◆ Aim of the exercise
In the records below, the relevant part opens with the line containing "Task: point at the clear" and closes with the line containing "Task: point at the city"; print that part exactly and only, without its pictures.

◆ Data
───

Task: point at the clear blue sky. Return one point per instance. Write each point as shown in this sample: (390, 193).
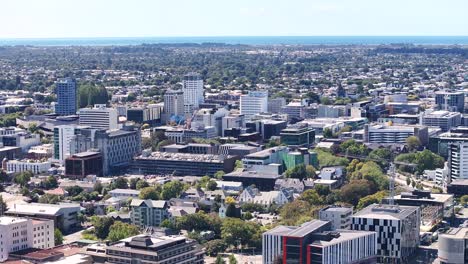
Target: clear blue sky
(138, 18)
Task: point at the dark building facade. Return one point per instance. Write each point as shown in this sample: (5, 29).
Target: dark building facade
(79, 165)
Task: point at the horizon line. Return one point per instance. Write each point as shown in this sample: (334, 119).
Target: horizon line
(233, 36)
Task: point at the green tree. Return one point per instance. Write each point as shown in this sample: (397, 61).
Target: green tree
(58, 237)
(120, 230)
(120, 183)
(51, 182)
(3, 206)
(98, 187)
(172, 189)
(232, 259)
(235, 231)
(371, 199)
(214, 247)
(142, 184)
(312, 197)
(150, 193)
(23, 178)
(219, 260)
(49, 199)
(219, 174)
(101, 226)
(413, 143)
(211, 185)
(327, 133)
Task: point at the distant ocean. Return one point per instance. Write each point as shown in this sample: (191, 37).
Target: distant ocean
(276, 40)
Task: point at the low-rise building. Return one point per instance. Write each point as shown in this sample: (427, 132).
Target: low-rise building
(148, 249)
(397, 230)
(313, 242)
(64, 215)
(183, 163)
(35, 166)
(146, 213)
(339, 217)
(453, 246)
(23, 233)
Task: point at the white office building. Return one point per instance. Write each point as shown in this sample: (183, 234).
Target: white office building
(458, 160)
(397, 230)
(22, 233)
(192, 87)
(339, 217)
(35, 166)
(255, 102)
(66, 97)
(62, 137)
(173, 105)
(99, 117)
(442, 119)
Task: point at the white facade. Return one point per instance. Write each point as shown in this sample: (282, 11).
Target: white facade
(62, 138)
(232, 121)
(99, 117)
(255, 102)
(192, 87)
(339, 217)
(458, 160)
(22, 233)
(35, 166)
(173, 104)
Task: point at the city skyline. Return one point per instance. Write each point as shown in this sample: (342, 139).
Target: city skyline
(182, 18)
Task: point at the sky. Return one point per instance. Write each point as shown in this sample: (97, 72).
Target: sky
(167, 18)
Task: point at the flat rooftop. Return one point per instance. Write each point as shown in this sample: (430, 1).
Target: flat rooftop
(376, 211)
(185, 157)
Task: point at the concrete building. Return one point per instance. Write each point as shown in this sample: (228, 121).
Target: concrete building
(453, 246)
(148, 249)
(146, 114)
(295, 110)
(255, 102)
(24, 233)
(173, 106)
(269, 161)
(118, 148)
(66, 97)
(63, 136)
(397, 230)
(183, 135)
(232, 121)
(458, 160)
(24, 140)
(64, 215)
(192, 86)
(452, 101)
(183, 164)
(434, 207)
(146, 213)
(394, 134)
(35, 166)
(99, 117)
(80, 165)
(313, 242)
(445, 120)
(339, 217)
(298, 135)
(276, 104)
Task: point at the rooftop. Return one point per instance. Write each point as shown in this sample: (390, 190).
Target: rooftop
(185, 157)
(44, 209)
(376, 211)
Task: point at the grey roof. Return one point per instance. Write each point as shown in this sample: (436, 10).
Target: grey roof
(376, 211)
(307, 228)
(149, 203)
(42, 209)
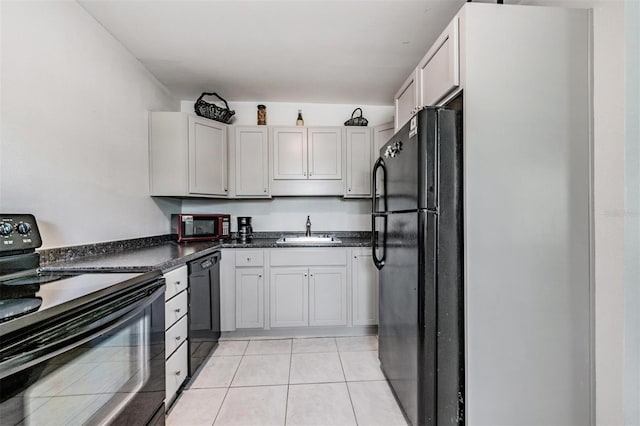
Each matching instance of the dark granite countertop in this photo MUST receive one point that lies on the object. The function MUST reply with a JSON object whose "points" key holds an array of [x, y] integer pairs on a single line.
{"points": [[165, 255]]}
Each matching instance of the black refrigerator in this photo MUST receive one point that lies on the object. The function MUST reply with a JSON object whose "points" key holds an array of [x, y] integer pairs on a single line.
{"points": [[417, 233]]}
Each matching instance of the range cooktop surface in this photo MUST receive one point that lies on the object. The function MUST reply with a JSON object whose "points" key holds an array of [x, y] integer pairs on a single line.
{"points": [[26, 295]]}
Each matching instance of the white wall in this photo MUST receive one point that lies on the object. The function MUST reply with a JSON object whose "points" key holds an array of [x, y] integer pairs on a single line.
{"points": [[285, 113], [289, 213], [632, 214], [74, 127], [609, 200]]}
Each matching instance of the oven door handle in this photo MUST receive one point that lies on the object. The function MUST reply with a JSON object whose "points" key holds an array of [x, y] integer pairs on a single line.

───

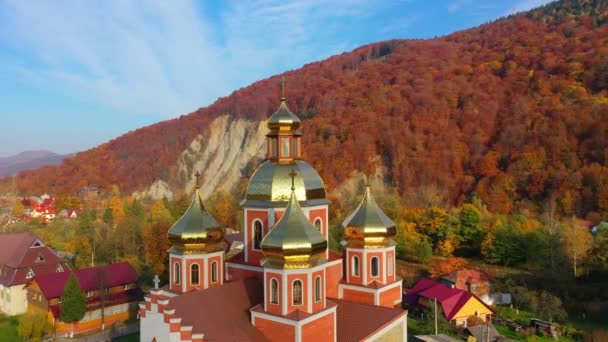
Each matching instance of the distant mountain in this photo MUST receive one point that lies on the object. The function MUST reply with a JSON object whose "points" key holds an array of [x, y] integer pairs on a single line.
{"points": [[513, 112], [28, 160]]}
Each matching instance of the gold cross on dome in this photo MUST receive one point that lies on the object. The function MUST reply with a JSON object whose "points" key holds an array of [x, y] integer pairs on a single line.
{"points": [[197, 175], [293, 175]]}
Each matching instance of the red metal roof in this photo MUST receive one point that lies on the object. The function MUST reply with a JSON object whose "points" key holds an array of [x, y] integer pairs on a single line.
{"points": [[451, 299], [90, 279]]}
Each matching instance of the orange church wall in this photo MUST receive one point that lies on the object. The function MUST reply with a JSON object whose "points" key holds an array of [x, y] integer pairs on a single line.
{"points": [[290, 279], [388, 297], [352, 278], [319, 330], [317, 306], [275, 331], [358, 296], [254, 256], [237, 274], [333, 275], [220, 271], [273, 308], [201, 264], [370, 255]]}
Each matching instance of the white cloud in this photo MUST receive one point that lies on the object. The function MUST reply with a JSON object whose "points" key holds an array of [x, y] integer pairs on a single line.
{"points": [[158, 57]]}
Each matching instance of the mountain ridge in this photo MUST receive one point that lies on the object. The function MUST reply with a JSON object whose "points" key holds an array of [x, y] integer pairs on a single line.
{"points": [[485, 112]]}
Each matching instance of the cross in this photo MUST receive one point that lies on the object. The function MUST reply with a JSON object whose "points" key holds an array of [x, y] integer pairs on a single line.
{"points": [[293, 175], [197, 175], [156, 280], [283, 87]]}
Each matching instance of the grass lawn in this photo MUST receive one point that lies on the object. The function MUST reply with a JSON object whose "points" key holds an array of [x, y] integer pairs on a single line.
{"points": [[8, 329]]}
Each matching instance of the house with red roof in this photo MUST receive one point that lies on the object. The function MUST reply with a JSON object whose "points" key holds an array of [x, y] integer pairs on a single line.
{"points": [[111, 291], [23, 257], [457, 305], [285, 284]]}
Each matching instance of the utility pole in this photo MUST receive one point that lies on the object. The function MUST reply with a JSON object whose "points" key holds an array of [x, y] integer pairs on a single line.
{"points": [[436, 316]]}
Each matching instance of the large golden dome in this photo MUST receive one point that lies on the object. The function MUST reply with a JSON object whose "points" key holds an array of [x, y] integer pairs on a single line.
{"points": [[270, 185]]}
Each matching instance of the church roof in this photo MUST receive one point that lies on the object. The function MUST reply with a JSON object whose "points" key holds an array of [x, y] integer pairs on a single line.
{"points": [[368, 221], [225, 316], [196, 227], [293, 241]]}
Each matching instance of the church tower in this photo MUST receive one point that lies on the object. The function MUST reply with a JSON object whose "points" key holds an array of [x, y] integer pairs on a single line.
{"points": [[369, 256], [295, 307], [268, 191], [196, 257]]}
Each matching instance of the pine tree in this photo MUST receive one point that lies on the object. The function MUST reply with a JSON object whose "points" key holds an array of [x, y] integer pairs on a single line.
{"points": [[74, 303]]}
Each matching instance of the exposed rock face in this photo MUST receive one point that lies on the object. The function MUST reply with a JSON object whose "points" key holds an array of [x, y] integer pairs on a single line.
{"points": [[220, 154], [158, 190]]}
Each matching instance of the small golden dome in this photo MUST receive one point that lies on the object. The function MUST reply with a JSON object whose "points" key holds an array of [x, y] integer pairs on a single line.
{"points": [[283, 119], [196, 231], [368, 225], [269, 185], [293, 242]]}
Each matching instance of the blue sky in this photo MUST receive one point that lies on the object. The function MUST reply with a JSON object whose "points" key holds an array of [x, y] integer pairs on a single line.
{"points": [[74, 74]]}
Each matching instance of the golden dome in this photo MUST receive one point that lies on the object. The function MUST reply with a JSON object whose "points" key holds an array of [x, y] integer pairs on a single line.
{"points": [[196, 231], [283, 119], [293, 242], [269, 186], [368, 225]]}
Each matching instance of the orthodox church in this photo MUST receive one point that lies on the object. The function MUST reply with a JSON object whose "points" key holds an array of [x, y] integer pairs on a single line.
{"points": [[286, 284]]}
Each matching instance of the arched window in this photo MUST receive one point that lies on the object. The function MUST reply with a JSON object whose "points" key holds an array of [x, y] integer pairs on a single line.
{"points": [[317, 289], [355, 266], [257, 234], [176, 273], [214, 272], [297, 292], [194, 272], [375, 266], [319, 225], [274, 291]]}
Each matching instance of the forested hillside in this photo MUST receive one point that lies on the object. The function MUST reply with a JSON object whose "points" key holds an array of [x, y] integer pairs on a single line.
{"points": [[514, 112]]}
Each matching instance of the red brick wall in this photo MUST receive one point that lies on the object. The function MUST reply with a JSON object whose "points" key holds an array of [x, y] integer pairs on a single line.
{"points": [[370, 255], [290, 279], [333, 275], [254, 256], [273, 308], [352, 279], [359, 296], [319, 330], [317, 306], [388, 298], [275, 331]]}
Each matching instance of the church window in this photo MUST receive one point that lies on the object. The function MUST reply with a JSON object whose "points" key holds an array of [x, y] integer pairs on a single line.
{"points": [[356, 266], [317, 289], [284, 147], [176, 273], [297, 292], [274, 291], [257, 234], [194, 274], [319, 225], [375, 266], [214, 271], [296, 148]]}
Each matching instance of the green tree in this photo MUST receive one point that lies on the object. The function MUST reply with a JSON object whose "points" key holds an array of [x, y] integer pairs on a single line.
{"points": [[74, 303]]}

───

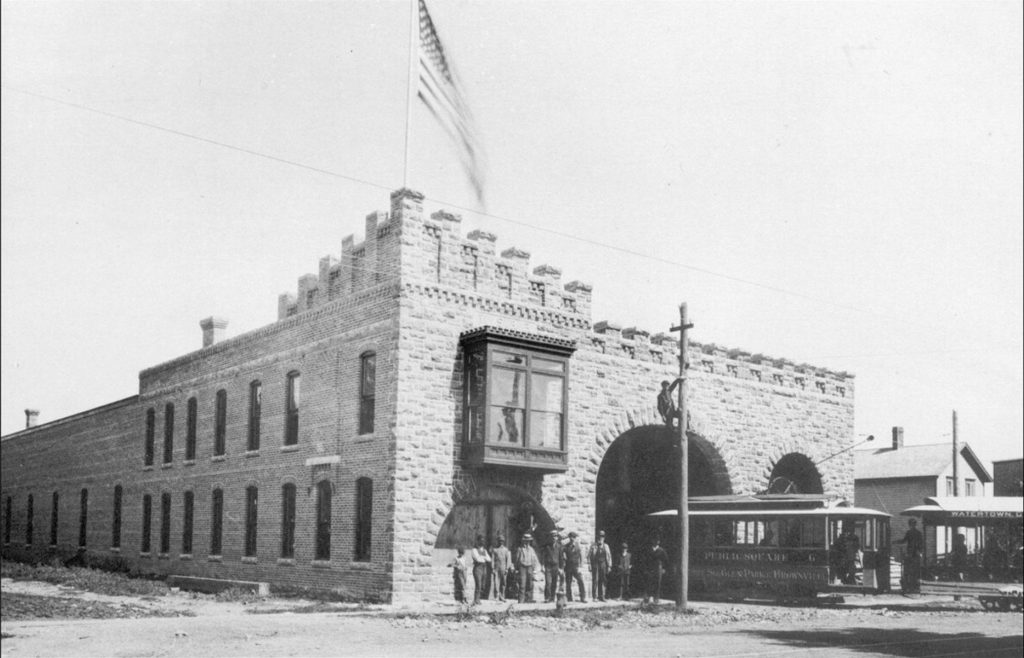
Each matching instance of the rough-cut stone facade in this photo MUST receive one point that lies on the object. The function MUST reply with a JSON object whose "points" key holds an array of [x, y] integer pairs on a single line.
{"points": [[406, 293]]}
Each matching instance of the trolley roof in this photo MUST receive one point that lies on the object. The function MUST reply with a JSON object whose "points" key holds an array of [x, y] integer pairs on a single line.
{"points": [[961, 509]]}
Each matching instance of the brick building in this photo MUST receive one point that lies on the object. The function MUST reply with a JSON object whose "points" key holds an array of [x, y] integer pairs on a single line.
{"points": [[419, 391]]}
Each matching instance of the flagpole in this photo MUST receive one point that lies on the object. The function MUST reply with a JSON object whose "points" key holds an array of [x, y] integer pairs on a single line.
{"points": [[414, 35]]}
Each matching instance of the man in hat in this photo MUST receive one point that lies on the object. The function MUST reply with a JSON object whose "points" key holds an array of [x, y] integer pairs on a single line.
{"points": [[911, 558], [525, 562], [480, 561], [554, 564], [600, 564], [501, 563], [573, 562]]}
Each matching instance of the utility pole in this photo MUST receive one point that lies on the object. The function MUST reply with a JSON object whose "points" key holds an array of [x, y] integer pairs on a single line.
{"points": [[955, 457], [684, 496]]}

───

◆ Finished task
Task: point at the clear blue sky. Return one point per instance. Write each point as shown in this sample: (390, 193).
Target: clear blue sky
(138, 18)
Task: point at the dark building facade. Return one point per instance. Write each point as shown in this sample: (5, 29).
Target: dark building facade
(79, 165)
Task: point at the horizon line. Return one point per instance. Write each point as shown in this sample: (334, 119).
Target: horizon line
(233, 36)
Task: point at the green tree. Return one point per instance. Write each point as shown in this sample: (397, 61).
Target: green tree
(58, 237)
(120, 230)
(120, 183)
(51, 182)
(3, 206)
(98, 187)
(172, 189)
(232, 259)
(235, 231)
(371, 199)
(214, 247)
(142, 184)
(312, 197)
(150, 193)
(23, 178)
(219, 260)
(49, 199)
(219, 174)
(101, 226)
(413, 143)
(211, 185)
(327, 133)
Task: point at the distant ocean. Return one point per instance. Write each point as shown in this sample: (191, 37).
Target: distant ocean
(276, 40)
Task: point at the low-rise building. Return one point per instance. Write each point as shown in this sample: (427, 132).
Target: low-rise building
(148, 249)
(397, 230)
(313, 242)
(64, 215)
(183, 163)
(35, 166)
(146, 213)
(339, 217)
(453, 246)
(23, 233)
Task: point at the white office building. Return one point per instance. Write each point as shown in this sample: (183, 234).
Target: white office building
(458, 160)
(397, 230)
(22, 233)
(192, 87)
(339, 217)
(35, 166)
(255, 102)
(66, 97)
(62, 137)
(173, 105)
(99, 117)
(442, 119)
Task: point at the white facade. Return one point per instance. Write each point as shown in this sample: (282, 11).
Target: white facade
(62, 138)
(232, 121)
(99, 117)
(255, 102)
(192, 87)
(339, 217)
(458, 160)
(22, 233)
(35, 166)
(173, 104)
Task: point at the city skyline. Return one point per instance. Write each point as shown in this sample: (342, 139).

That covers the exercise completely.